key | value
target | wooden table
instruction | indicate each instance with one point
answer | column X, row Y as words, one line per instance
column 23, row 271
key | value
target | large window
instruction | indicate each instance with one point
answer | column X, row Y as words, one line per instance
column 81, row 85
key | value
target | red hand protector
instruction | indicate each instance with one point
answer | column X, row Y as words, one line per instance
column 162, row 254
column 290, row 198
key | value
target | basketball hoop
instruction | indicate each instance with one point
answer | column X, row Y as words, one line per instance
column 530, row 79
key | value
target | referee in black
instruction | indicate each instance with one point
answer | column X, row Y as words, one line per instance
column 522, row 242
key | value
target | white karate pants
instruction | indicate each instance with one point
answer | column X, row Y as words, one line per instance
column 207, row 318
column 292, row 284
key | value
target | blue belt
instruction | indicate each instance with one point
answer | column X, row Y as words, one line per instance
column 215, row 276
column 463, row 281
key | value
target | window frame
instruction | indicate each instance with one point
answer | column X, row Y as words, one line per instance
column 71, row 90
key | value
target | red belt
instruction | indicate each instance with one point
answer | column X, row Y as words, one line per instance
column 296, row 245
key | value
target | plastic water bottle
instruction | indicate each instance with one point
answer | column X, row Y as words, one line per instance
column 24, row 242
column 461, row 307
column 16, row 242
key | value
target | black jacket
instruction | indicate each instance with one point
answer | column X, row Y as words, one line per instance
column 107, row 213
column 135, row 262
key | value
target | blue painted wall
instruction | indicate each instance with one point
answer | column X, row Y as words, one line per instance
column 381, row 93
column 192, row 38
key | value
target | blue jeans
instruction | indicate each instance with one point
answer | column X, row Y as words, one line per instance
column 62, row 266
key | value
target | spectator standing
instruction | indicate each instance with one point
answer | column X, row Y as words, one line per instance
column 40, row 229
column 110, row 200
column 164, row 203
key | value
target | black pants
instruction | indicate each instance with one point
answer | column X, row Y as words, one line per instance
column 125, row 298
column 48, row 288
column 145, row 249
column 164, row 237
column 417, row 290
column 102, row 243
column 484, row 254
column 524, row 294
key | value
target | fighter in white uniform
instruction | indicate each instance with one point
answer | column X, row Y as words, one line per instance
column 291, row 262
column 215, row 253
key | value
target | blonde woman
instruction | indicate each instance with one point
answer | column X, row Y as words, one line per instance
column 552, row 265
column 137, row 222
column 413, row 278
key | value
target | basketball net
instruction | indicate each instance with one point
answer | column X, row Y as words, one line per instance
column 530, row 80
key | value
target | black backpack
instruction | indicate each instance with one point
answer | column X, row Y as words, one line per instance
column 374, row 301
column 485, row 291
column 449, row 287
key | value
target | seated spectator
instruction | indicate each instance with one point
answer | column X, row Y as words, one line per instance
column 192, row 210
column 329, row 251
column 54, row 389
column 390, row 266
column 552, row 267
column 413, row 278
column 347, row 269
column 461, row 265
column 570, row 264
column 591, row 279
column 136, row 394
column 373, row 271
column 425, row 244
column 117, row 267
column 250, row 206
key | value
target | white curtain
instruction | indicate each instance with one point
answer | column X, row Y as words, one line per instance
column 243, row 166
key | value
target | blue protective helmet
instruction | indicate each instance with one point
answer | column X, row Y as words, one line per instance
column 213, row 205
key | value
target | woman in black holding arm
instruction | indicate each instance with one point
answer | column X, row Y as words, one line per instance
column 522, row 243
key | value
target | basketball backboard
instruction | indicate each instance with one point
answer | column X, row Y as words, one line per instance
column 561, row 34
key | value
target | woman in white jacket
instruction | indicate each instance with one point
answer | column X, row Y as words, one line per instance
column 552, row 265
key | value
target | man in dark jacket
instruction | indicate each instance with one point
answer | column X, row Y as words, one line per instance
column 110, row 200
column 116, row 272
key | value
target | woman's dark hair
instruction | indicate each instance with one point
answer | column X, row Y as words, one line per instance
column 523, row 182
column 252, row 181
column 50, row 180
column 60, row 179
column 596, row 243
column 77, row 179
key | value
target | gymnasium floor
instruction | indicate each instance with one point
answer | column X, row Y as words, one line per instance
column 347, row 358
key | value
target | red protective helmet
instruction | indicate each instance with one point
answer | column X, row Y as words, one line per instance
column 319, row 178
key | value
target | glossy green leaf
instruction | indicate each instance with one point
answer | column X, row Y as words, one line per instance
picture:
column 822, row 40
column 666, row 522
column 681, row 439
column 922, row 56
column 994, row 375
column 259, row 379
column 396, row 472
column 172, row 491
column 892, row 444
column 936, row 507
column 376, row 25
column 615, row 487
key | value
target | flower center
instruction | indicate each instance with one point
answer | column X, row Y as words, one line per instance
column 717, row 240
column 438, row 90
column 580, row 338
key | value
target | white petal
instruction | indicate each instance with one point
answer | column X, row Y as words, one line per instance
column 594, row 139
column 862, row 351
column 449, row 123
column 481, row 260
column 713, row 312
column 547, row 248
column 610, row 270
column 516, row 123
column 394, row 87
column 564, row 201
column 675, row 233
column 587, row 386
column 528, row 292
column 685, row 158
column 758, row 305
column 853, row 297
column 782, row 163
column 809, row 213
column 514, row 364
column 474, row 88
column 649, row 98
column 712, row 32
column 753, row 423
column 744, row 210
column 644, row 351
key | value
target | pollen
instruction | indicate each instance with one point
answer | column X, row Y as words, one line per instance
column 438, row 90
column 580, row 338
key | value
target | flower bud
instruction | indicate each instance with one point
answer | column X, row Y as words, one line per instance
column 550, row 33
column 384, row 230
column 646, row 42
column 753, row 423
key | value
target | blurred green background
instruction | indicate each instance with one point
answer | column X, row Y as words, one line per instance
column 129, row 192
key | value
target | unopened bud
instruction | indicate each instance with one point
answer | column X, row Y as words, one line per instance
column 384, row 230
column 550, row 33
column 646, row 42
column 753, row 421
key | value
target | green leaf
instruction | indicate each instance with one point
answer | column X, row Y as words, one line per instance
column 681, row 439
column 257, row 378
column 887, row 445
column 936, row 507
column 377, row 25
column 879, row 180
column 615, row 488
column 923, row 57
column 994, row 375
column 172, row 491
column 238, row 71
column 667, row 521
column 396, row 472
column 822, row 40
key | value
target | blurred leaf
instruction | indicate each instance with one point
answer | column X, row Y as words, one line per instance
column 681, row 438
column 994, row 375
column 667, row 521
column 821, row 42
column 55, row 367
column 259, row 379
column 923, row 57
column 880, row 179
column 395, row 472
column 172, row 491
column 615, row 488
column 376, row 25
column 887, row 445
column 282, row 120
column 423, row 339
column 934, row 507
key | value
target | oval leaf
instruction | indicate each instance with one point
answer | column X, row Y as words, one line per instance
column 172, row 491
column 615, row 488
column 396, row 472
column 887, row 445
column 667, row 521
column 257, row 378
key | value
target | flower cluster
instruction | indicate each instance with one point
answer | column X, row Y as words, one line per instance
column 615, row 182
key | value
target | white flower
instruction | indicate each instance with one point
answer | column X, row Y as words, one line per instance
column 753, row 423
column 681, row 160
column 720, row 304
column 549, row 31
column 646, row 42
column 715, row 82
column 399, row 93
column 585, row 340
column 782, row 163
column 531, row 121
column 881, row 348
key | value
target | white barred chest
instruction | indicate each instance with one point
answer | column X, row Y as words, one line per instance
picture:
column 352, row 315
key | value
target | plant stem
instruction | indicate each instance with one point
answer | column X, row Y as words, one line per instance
___
Where the string "green" shows up in the listing above, copy the line that holds it.

EXERCISE SOLUTION:
target | glossy green leaf
target | blurred green background
target | green leaf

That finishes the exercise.